(Beginning of Text for analysis)
BEACHWOOD, Ohio — Henry James said that “It takes an endless amount of history to make even a little tradition.”
Today, I got to be a part of a tradition that has history to spare.
I got up early this Thanksgiving morning and decided to skip watching the Macy’s Thanksgiving Day parade. After all, I do that every year and it never changes much. What did I miss? Some marching bands? Some vexingly perky balloon rope holders? Some bad lip-synching by Disney pop stars I’ve never heard of because I’m as old as Disco? Let me guess: Santa was bringing up the rear? Gasp!
It’s a charming tradition, but it feels a bit tired and I wanted to witness a different kind of Thanksgiving tradition this year. So I woke up, drove to the east side and watched a bunch of dudes play football in the rain.
They are clearly not the only group of friends in town that gets together to play some football every Thanksgiving morning. And while no one would argue that some groups might play better, it’s safe to say few have been playing longer.
46 years to be exact.
Each Thanksgiving in front of the Fairmount Temple in Beachwood, a gathering of friends take to the gridiron for their yearly matchup. Of course, there has been some turnover. Only a select few have been here for all 46 outings. Most by now have found themselves overwhelmed by logic at some point and taken their leave, at least by the time they became eligible for social security.
Some departing members have been replaced by sons or grandsons. Some who once played now elect to participate in the less exhilarating, but far less hazardous role of supportive spectators.
(End of Text for analysis)
(Beginning of Dataset content)
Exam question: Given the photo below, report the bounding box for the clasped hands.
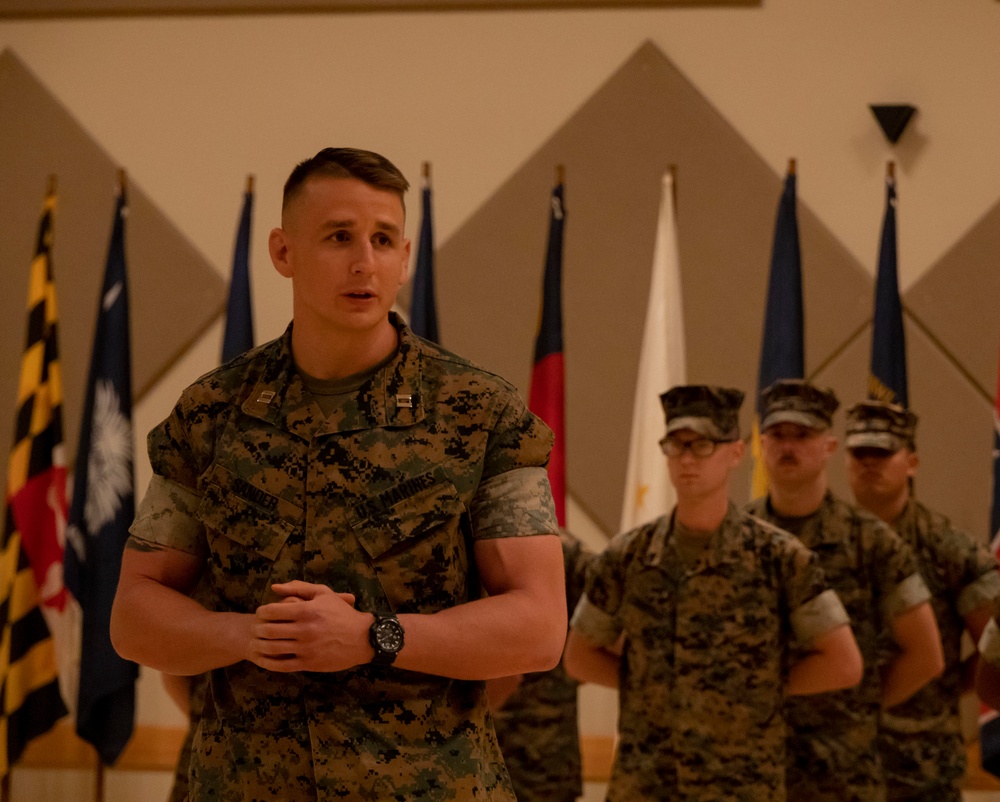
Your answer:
[247,580,373,672]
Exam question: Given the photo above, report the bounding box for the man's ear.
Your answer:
[267,228,294,278]
[399,240,411,287]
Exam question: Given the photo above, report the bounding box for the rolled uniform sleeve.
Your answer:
[470,467,559,540]
[129,474,205,556]
[469,391,559,540]
[882,574,931,621]
[570,595,622,648]
[790,589,851,647]
[979,617,1000,668]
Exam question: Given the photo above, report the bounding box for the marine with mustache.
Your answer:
[844,401,1000,802]
[747,380,944,802]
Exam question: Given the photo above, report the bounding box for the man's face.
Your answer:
[667,429,744,501]
[760,421,837,490]
[269,176,410,333]
[847,447,919,507]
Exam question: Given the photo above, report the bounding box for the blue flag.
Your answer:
[65,180,139,765]
[528,180,566,526]
[979,348,1000,777]
[868,172,909,407]
[222,178,253,362]
[752,162,805,498]
[410,172,440,343]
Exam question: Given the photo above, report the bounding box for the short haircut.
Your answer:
[281,148,410,214]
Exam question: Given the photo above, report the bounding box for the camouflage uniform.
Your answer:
[572,504,847,802]
[494,532,593,802]
[747,493,930,802]
[878,499,1000,802]
[132,316,556,802]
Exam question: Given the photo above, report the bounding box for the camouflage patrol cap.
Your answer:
[760,379,840,432]
[660,384,743,440]
[844,401,917,451]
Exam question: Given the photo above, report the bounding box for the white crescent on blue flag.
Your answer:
[65,181,139,765]
[222,179,253,362]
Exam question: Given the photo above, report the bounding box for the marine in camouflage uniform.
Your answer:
[845,401,1000,802]
[493,530,593,802]
[132,319,555,801]
[747,380,930,802]
[566,385,860,802]
[112,149,565,802]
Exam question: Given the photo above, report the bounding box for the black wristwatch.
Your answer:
[368,613,403,666]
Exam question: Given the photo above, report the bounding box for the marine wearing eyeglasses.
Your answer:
[748,380,944,802]
[564,385,861,802]
[844,401,1000,802]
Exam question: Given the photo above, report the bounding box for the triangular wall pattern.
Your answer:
[0,50,225,488]
[436,43,877,533]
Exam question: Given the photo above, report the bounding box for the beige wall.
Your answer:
[0,0,1000,800]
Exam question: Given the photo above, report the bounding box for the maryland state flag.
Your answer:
[868,167,909,407]
[222,175,253,362]
[751,159,806,498]
[410,162,441,343]
[528,176,566,526]
[66,176,139,765]
[0,177,68,776]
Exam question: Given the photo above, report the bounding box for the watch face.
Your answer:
[375,618,403,654]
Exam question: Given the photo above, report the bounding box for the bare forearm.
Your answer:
[882,653,940,708]
[111,579,253,675]
[785,625,863,696]
[882,602,944,708]
[563,631,621,688]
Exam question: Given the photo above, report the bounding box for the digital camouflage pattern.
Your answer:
[494,531,593,802]
[572,505,847,802]
[748,493,929,802]
[130,316,557,802]
[878,499,1000,802]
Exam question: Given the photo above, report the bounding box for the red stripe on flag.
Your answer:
[528,352,566,526]
[9,466,67,612]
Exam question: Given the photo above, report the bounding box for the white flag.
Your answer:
[620,172,687,532]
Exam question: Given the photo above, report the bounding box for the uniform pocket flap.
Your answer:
[197,465,303,560]
[349,473,465,559]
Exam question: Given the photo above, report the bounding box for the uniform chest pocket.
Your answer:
[351,472,471,613]
[196,465,303,608]
[349,481,465,560]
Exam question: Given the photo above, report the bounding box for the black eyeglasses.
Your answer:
[660,437,735,458]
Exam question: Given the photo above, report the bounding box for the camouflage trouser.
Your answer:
[889,785,962,802]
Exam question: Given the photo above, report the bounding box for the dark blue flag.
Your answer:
[222,176,253,362]
[65,179,139,765]
[751,161,805,498]
[410,164,440,342]
[868,166,909,407]
[528,177,566,526]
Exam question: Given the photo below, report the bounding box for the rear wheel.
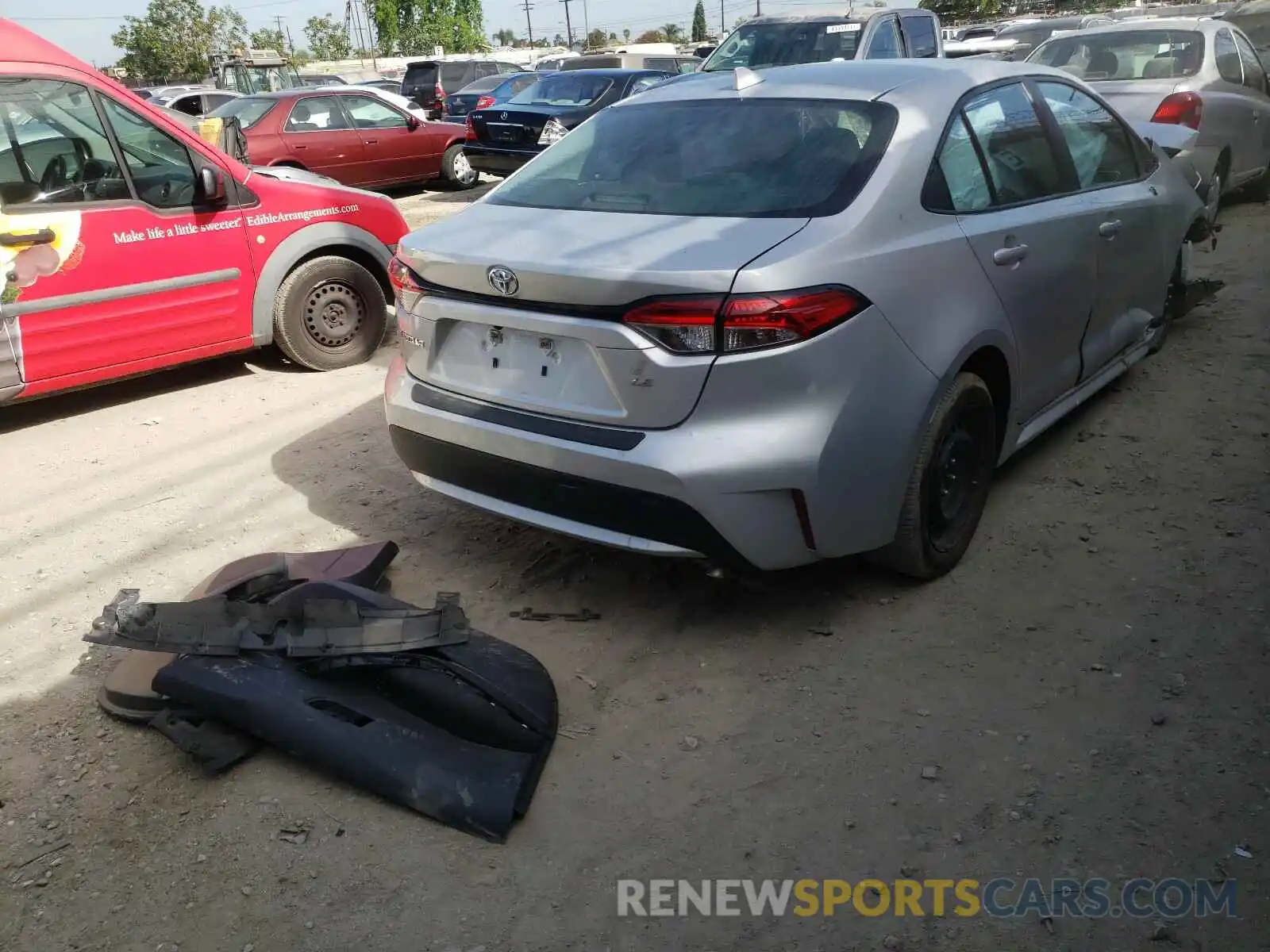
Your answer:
(End of Dataset content)
> [Study questions]
1. Condense the paragraph of the Thanksgiving football column that begins "Each Thanksgiving in front of the Fairmount Temple" into a short bulleted list, keeping its main facts.
2. Write the next few paragraphs of the Thanksgiving football column, picking up after its final sentence.

> [Responses for each task]
1.
- Every Thanksgiving, a group of friends plays its yearly football game in front of the Fairmount Temple in Beachwood.
- The players have changed over the years, and only a few have played in all 46 games.
- Most have dropped out at some point, at least by the time they became eligible for Social Security.

2.
These are accomplished men, if not on the playing field then in their respective professions. These are lawyers and bank presidents and chairpersons of numerous boards. But here on the field of battle, all are equal and no one is safe from a tumble in the mud, no matter what their social status or credit score.
As good fortune would have it, there are a few doctors and other medical professionals on the field, an advantage to be sure as the game has featured no shortage of both minor and major injuries over the years. One doctor relays to me harrowing tales of treating stoved fingers, broken clavicles and inadvertently gouged eyes in his time. He describes it with the detached demeanor of a Civil War doctor coldly recounting his grisly battlefield surgeries at Antietam.
Was this the best example of football that I would see today? Absolutely not. But I also know it would not be the worst, because the Detroit Lions played at noon.
Everyone has their own Thanksgiving traditions. Some families watch a particular holiday movie, Some people play board games, others get together way too early on a chilly, rainy patch of grass to roll around in the mud for a while, for 46 years in a row.
They’ll face off again next year, same place, same time.